Passage shown:
/---
Latest revision as of 22:52, 12 May 2022

Lupoff, Richard A. Space War Blues. New York: Dell, 1978. Fixup of "With the Bentfin [sic] Boomer Boys on Little Old New Alabama," in Again, Dangerous Visions, Harlan Ellison, ed. (New York: Doubleday, 1972). "Our Own Little Mardi Grass" [sic], in Heavy Metal magazine, 1977; "After the Dreamtime" in New Dimensions IV, Robert Silverberg, ed. (New York: Harper & Row), 1974; "Sail the Tide of Mourning," in New Dimensions 5, Robert Silverberg, ed. (New York: Harper & Row), 1975; "The Bentfin Boomer Girl Comes Through," in Amazing Stories magazine, 1977. — From title page of 1978 Dell edition; see also H. Ellison's Introduction to the 1978 Dell edition and opening and "History" section of Wikipedia article.[1][2] The 1978 Dell also has a Preface by the author.
\---
Dataset excerpt:
/---
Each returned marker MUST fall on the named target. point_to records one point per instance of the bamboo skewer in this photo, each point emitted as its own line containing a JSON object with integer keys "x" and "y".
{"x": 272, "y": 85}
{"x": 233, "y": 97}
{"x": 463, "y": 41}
\---
Task instructions:
1. In the bibliographic entry, copy everything from "Lupoff, Richard A." down to "by the author.", swapping "Robert Silverberg" for "R. Silverberg" each time it occurs.
2. Answer these questions from the bibliographic entry:
(a) Which publisher put out Space War Blues, and in what year?
(b) In which magazine did "Our Own Little Mardi Grass" appear?
(c) Who edited Again, Dangerous Visions?

Final results:
1.
Lupoff, Richard A. Space War Blues. New York: Dell, 1978. Fixup of "With the Bentfin [sic] Boomer Boys on Little Old New Alabama," in Again, Dangerous Visions, Harlan Ellison, ed. (New York: Doubleday, 1972). "Our Own Little Mardi Grass" [sic], in Heavy Metal magazine, 1977; "After the Dreamtime" in New Dimensions IV, R. Silverberg, ed. (New York: Harper & Row), 1974; "Sail the Tide of Mourning," in New Dimensions 5, R. Silverberg, ed. (New York: Harper & Row), 1975; "The Bentfin Boomer Girl Comes Through," in Amazing Stories magazine, 1977. — From title page of 1978 Dell edition; see also H. Ellison's Introduction to the 1978 Dell edition and opening and "History" section of Wikipedia article.[1][2] The 1978 Dell also has a Preface by the author.

2.
(a) Dell, 1978
(b) Heavy Metal magazine
(c) Harlan Ellison